### Texte d'étude ###

Actualité droit social

Responsabilité médicale : prise en compte de recommandations médicales officielles postérieures à l’événement

La Cour d’appel avait rejeté la demande d’expertise judiciaire et condamné, sur le fondement du rapport d’expertise amiable, le praticien à indemniser les demandeurs ainsi que la caisse, au titre d’une perte de chance, subie par l’enfant à hauteur de 70 %, de ne présenter aucune séquelle ou de conserver des séquelles moindres.

La Cour d’appel avait écarté les avis médicaux produits par le praticien, en retenant qu’ils se référaient à des recommandations du collège national des gynécologues et obstétriciens français édictées trois mois après la naissance de l’enfant, et n’étaient donc pas pertinentes dès lors que les données acquises de la science doivent s’apprécier à la date de l’événement examiné.

La Cour de cassation casse cependant cet arrêt en énonçant qu’un professionnel de santé est fondé à invoquer le fait qu’il a prodigué des soins qui sont conformes à des recommandations émises postérieurement et qu’il incombe, alors, à des médecins experts judiciaires d’apprécier, notamment au regard de ces recommandations, si les soins litigieux peuvent être considérés comme appropriés.

Cass. 1ère civ., 5 avril 2018, n° 17-15620


Perte de dossier médical : l’ONIAM dispose d’un recours subrogatoire lié à la perte de chance de prouver une faute médicale

Les professionnels de santé et les établissements de santé engagent leur responsabilité en cas de faute, sur le fondement de l’article L. 1142-1, I, alinéa 1er, du code de la santé publique.

### Données affichées ###

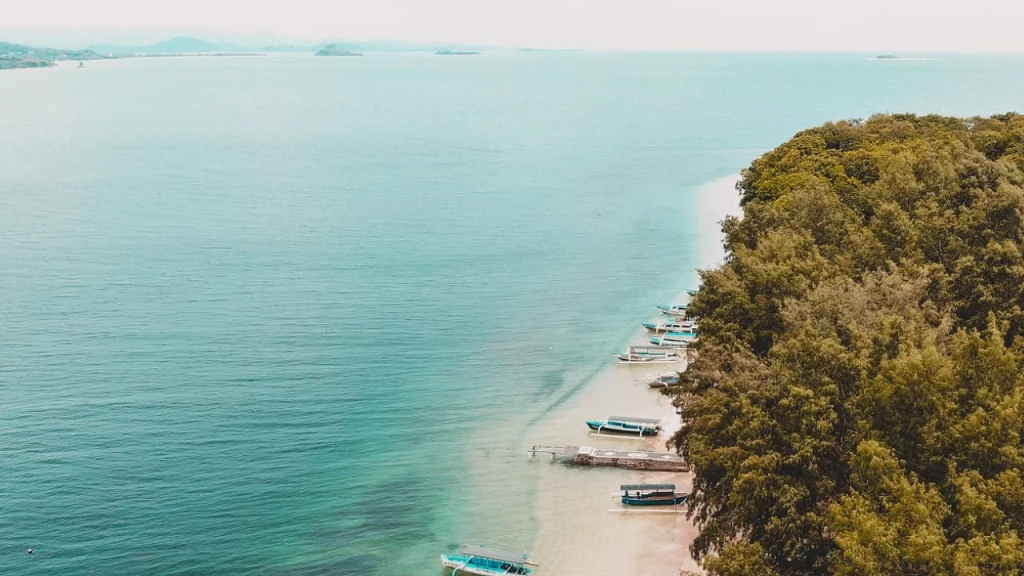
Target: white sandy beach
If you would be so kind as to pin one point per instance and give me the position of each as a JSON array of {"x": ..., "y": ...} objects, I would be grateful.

###

■ Consigne
Reprenez le texte sur la responsabilité médicale en le poursuivant après sa dernière phrase. Vous n'aurez pas besoin des lignes.

■ Votre réponse
Les établissements de santé engagent leur responsabilité en cas de perte d’un dossier médical dont la conservation leur incombe. Une telle perte, qui caractérise un défaut d’organisation et de fonctionnement, place le patient ou ses ayants droit dans l’impossibilité d’accéder aux informations de santé concernant celui-ci et, le cas échéant, d’établir l’existence d’une faute dans sa prise en charge. Celle-ci conduit dès lors à inverser la charge de la preuve et à imposer à l’établissement de santé de démontrer que les soins prodigués ont été appropriés.

Lorsque l’établissement de santé n’a pas rapporté une telle preuve et que se trouve en cause un acte accompli par un praticien exerçant à titre libéral, la faute imputable à cet établissement fait perdre au patient la chance de prouver que la faute du praticien est à l’origine de l’entier dommage corporel subi. Cette perte de chance est souverainement évaluée par les juges.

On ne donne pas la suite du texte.